## Problem requirements
For each record below, write an exact copy.

## Exercise materials
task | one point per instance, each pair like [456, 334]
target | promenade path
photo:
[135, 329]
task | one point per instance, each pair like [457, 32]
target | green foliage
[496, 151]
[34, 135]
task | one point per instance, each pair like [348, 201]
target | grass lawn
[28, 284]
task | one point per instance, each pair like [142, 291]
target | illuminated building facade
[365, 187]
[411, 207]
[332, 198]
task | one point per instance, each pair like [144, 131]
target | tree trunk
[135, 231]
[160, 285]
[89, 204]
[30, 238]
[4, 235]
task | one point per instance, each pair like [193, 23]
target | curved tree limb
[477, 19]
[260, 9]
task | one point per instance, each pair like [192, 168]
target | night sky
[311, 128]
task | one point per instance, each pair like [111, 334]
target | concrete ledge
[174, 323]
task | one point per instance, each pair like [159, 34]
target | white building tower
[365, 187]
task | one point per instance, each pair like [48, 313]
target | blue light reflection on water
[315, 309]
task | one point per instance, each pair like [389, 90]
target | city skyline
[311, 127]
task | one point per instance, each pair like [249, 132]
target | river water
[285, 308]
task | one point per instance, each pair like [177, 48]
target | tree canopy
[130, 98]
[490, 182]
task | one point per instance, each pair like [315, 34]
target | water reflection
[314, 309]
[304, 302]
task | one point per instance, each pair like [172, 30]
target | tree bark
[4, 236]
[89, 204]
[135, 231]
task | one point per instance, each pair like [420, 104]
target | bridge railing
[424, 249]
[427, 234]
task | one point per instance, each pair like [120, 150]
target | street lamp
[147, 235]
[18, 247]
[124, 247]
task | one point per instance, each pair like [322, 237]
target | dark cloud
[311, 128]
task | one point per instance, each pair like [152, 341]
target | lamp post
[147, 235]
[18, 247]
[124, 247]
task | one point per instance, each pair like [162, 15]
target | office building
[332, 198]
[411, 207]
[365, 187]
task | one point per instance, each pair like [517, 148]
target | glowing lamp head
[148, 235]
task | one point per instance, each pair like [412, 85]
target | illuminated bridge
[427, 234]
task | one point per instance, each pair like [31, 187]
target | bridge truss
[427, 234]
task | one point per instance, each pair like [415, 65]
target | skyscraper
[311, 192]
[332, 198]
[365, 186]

## Answer to the problem
task | one point per instance, each pair like [456, 334]
target | promenade path
photo:
[135, 329]
task | one point per instance, each pair like [457, 32]
target | green foliage
[496, 151]
[34, 135]
task | one point per instance, each pair like [348, 201]
target | grass lawn
[28, 284]
task | one point per instance, each pair like [142, 291]
target | illuminated building facade
[365, 187]
[411, 207]
[332, 198]
task | one point per instance, each pair like [144, 131]
target | tree trunk
[135, 231]
[160, 285]
[89, 204]
[30, 238]
[4, 235]
task | one point per instance, each pair like [193, 23]
target | curved tree limb
[477, 19]
[260, 9]
task | one point per instance, each pair like [192, 168]
target | night sky
[311, 128]
task | one point per instance, each pair like [111, 334]
target | concrete ledge
[174, 323]
task | one point per instance, each pair like [159, 34]
target | white building tower
[365, 187]
task | one point per instance, each pair like [48, 313]
target | blue light reflection on water
[315, 309]
task | one point per instance, each pair like [389, 90]
target | city skyline
[311, 127]
task | one point per instance, each pair like [249, 132]
target | river water
[285, 308]
task | one point per instance, each pair like [177, 48]
target | tree canopy
[130, 98]
[490, 182]
task | one point per instance, each pair like [315, 34]
target | water reflection
[314, 309]
[304, 302]
task | one point per instance, each pair like [172, 30]
target | tree bark
[4, 236]
[89, 204]
[135, 231]
task | one point per instance, each pair like [420, 104]
target | bridge railing
[424, 249]
[427, 234]
task | one point per instance, each pair like [120, 150]
target | street lamp
[147, 235]
[18, 247]
[124, 247]
task | one point per instance, each pair like [322, 237]
target | dark cloud
[311, 128]
task | one point per instance, each pair like [152, 341]
target | lamp post
[147, 235]
[18, 247]
[124, 247]
task | one point per instance, each pair like [162, 15]
target | office building
[332, 198]
[411, 207]
[365, 187]
task | one point per instance, each pair like [517, 148]
target | glowing lamp head
[148, 235]
task | one point per instance, each pair like [412, 85]
target | illuminated bridge
[427, 234]
task | one point per instance, each pair like [31, 187]
target | bridge truss
[427, 234]
task | one point per instance, each pair like [415, 65]
target | skyscraper
[311, 192]
[332, 198]
[365, 186]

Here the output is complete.